[Segmentation mask data]
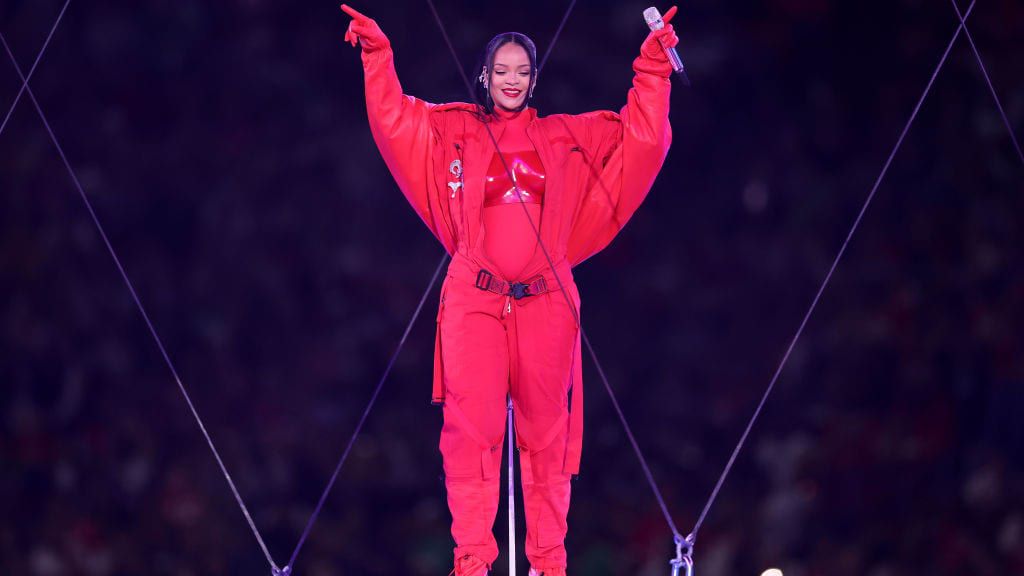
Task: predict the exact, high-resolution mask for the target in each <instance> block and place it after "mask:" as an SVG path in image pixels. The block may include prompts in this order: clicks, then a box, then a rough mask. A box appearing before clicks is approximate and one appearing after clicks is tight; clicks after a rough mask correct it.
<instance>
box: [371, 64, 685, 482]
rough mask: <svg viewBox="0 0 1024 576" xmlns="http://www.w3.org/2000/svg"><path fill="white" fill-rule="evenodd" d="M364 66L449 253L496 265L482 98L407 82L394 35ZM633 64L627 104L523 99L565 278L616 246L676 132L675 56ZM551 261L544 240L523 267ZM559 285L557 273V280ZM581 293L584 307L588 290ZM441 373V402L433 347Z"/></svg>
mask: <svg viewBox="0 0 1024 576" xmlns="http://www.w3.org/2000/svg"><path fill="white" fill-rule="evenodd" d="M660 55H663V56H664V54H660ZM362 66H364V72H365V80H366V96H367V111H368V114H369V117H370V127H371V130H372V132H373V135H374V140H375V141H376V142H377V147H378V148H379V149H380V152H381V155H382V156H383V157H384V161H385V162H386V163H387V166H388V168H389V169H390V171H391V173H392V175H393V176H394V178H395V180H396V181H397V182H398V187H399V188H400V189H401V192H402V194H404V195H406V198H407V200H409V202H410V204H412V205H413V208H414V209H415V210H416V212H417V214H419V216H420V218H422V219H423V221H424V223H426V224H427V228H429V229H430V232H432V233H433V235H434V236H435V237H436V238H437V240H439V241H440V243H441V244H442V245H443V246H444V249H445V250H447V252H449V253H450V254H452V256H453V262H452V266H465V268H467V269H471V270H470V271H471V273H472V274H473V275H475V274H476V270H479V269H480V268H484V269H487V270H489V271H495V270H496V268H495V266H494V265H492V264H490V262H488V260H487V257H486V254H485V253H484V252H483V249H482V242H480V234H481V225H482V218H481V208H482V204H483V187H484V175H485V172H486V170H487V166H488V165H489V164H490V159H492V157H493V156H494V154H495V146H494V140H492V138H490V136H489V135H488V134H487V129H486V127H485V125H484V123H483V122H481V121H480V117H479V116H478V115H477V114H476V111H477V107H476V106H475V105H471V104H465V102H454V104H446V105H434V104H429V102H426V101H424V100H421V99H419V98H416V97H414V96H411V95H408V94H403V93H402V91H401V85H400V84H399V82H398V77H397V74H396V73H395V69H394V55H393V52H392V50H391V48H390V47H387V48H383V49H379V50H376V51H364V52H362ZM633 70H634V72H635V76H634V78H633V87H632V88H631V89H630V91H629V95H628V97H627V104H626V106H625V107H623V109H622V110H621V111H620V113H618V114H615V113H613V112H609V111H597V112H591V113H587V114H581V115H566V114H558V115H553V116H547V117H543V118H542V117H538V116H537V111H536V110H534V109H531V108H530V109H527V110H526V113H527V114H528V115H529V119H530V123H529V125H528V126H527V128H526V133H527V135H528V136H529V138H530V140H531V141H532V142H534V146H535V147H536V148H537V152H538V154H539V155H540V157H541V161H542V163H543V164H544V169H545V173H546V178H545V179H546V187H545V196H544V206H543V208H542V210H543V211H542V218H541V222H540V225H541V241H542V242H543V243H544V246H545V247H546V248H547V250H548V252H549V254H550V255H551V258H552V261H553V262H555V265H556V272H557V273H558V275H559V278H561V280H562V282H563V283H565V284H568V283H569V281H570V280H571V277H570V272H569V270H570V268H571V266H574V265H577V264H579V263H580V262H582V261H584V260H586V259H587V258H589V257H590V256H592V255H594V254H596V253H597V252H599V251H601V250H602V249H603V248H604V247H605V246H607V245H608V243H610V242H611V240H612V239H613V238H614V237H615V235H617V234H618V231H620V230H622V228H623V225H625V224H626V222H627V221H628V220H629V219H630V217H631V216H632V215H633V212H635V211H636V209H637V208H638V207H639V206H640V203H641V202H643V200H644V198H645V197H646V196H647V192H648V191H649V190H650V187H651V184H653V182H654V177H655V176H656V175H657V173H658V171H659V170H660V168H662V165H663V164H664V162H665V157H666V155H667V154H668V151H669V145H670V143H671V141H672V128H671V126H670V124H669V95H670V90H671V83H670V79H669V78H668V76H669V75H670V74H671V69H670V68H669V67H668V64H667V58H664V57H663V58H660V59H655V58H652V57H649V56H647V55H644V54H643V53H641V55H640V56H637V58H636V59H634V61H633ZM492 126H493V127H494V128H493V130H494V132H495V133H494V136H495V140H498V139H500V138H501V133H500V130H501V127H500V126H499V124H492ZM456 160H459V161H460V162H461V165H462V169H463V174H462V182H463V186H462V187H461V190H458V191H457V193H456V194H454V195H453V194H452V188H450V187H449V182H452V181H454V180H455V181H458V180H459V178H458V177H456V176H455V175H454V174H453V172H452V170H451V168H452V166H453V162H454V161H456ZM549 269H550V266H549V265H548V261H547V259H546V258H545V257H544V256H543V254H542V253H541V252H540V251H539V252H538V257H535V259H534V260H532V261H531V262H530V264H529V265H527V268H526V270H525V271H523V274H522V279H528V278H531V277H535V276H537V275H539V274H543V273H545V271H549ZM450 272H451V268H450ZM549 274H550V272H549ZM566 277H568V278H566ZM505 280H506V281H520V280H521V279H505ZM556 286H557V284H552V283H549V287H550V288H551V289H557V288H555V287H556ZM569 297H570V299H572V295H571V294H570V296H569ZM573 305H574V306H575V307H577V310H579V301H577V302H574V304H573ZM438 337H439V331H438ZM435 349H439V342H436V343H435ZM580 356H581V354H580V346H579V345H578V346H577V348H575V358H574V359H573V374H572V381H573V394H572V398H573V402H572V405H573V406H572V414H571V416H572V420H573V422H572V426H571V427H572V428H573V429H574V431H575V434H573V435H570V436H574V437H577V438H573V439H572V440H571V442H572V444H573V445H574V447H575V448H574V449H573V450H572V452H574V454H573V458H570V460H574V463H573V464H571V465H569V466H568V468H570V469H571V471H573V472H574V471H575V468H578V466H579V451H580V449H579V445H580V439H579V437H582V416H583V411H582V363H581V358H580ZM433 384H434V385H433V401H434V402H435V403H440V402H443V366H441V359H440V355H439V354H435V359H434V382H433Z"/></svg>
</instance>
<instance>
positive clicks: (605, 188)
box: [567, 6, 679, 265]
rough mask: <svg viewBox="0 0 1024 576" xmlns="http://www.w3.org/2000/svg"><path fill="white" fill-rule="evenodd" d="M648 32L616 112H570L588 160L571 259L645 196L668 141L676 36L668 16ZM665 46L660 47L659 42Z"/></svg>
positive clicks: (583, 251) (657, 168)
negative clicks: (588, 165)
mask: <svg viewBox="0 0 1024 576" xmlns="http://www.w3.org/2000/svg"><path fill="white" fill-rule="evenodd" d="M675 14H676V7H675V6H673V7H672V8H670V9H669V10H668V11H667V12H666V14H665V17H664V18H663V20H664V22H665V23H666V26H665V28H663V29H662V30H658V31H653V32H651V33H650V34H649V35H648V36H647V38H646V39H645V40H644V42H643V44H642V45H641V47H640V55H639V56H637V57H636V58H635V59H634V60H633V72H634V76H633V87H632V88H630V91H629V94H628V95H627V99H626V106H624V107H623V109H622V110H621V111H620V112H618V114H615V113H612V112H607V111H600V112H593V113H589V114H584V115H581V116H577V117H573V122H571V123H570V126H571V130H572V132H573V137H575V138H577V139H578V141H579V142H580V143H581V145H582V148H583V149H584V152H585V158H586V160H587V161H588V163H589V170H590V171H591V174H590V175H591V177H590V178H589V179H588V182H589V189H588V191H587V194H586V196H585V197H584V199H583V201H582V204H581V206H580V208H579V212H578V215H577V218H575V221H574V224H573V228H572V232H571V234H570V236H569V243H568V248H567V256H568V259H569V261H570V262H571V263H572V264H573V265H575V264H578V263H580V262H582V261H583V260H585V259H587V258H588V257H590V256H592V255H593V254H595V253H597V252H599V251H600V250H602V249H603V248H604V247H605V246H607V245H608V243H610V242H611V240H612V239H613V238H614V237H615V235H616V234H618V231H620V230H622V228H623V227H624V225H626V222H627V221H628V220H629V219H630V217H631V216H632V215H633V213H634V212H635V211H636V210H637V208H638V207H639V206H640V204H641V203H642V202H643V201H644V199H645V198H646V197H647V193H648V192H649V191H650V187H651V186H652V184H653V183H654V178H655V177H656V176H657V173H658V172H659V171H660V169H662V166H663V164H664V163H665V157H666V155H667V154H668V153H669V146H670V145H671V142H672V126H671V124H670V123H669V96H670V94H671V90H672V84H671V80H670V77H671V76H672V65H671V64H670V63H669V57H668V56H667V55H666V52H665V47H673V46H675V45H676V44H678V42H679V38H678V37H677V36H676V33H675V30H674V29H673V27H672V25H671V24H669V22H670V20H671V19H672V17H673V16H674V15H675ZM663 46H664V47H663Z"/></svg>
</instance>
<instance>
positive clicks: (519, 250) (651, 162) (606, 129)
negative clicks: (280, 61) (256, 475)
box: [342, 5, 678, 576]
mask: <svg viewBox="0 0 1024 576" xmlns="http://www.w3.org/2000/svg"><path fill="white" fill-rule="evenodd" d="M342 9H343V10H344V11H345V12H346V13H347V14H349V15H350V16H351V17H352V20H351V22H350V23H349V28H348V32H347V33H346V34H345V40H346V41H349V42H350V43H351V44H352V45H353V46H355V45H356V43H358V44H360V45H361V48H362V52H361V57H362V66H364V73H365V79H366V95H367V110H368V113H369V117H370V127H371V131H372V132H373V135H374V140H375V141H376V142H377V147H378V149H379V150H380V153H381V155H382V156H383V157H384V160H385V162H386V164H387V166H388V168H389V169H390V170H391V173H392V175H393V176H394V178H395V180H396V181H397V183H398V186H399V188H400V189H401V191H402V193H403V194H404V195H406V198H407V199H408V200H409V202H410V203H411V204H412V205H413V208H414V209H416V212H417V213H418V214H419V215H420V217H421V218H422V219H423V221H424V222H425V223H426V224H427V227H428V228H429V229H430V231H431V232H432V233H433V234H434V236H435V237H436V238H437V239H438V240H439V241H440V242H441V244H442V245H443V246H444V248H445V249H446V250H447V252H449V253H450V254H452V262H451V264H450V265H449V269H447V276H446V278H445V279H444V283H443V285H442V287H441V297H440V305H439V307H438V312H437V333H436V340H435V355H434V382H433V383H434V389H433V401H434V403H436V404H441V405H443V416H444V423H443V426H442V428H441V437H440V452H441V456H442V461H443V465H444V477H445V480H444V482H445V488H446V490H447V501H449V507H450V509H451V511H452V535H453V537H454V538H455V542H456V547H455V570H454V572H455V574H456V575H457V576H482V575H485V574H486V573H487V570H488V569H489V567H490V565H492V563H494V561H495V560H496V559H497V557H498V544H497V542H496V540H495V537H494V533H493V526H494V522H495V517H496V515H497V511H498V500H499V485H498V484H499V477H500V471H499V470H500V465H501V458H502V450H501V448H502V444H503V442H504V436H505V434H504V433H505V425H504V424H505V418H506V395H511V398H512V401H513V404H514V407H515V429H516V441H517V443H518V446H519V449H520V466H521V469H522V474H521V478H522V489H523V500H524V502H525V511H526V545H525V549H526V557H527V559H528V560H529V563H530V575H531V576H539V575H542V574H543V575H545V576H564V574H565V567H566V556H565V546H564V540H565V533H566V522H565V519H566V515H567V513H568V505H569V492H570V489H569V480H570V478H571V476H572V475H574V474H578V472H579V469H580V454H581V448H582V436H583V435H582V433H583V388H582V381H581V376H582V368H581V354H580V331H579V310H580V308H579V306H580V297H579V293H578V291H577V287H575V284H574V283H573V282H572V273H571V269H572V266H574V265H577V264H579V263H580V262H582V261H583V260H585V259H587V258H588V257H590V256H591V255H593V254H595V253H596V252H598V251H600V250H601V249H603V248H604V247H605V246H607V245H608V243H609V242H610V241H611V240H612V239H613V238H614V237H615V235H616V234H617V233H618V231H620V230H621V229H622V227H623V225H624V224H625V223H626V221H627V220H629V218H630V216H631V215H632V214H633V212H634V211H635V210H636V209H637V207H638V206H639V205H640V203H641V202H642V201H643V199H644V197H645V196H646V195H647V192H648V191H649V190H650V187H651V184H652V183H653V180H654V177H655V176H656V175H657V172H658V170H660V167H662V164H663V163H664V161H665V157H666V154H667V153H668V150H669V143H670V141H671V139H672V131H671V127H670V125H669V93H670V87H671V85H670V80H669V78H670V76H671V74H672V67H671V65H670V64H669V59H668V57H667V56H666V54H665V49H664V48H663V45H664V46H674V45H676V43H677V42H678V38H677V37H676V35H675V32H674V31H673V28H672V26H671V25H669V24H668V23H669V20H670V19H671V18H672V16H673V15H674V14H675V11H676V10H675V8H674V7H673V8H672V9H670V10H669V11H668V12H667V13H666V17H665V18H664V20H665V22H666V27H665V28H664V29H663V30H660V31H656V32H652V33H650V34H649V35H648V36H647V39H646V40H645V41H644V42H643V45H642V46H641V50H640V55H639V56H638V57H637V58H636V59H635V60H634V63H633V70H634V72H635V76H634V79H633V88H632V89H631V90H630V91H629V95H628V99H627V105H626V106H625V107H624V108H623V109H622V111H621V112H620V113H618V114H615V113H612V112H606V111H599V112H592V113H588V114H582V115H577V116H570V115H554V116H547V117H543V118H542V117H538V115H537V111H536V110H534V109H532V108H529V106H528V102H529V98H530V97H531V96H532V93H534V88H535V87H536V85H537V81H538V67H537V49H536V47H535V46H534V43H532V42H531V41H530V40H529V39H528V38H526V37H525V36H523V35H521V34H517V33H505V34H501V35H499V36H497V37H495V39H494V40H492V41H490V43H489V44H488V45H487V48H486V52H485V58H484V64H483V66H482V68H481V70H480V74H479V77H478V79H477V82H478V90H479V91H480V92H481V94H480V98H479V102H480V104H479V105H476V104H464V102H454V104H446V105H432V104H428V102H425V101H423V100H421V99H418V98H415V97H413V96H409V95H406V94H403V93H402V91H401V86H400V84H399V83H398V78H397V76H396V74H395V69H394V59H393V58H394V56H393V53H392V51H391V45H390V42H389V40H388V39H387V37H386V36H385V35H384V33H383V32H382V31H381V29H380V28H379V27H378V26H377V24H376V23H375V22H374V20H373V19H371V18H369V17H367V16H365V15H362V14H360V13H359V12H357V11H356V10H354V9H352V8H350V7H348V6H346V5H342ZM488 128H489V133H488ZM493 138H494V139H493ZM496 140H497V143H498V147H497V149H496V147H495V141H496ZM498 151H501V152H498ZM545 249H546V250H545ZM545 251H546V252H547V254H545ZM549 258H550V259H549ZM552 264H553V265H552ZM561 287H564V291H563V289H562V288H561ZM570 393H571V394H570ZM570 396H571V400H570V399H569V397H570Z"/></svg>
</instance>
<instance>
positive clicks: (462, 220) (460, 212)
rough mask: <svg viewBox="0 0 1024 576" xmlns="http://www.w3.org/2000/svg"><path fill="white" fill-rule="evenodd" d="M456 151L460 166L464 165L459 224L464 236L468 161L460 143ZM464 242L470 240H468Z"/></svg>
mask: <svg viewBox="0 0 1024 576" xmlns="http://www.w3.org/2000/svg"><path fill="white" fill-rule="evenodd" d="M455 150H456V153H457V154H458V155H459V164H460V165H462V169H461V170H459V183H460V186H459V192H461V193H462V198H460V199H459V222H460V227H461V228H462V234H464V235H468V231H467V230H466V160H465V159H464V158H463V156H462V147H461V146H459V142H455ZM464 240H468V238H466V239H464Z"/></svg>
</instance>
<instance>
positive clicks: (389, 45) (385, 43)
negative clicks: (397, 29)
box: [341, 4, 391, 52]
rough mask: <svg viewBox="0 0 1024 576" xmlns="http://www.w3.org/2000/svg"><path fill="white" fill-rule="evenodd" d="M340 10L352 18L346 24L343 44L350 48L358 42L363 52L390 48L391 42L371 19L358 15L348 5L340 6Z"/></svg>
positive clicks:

> GOAL OF THE EXERCISE:
All lines in the entries above that include "positive" should be found and copied.

> TASK OUTPUT:
positive clicks: (605, 188)
positive clicks: (583, 251) (657, 168)
positive clicks: (519, 250) (651, 162) (606, 129)
positive clicks: (462, 220) (460, 212)
positive clicks: (389, 45) (385, 43)
positive clicks:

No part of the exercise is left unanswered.